*** EXTRACTED TEXT Section Begins ***

We are entering into an exciting era of genomics where truly complete, high-quality assemblies of human chromosomes are available end-to-end, or from ‘telomere-to-telomere’ (T2T). Recently, the Telomere-to-Telomere (T2T) consortium announced our v1.0 assembly that includes more than 150 Mbp of novel sequence compared to GRCh38, achieves near-perfect sequence accuracy, and unlocks the most complex regions of the genome to functional study. This technological advance, crediting the confluence of new assembly methods with long read sequencing technologies, offers a new opportunity to comprehensively the genomic structure and epigenetic organization in the most repeat-dense regions of our chromosomes. In particular, I will focus on the release of initial genetic and epigenetic reference of all human centromeric regions. High-resolution study of the pericentromeric sequence content and organization reveals new satellite families, sites of transposable element insertion, segmental duplications, and pericentromeric gene predictions. Using unique markers (marker-assisted method) to anchor ultra-long nanopore reads to human centromeric regions regions we report hypomethylated dips at every centromeric region, as previously described for the T2TX centromere. These sites are shown to coincide with regions enriched in centromere protein A (CENP-A) and may provide a signature of sites of kinetochore assembly genome-wide.
1. Understand the incomplete nature of the human reference genome, which sequences are missing and how that impacts our understanding for basic/translational research
2. Explain the differences in long read technologies in repeat assembly
3. Describe sequences and epigenetic patterns that are in the part of our genome that are not represented in current reference maps (e.g. GRCh38).

*** EXTRACTED TEXT Section Ends ***
*** RECORDS Section Begins ***

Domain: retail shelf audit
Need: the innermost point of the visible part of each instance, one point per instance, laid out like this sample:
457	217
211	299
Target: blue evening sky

*** RECORDS Section Ends ***

» ASSIGNMENT
From the telomere-to-telomere assembly text, extract the stretch from "1. Understand the" through "maps (e.g. GRCh38).". Nothing in the records matters here.

» WRITTEN SOLUTION
1. Understand the incomplete nature of the human reference genome, which sequences are missing and how that impacts our understanding for basic/translational research
2. Explain the differences in long read technologies in repeat assembly
3. Describe sequences and epigenetic patterns that are in the part of our genome that are not represented in current reference maps (e.g. GRCh38).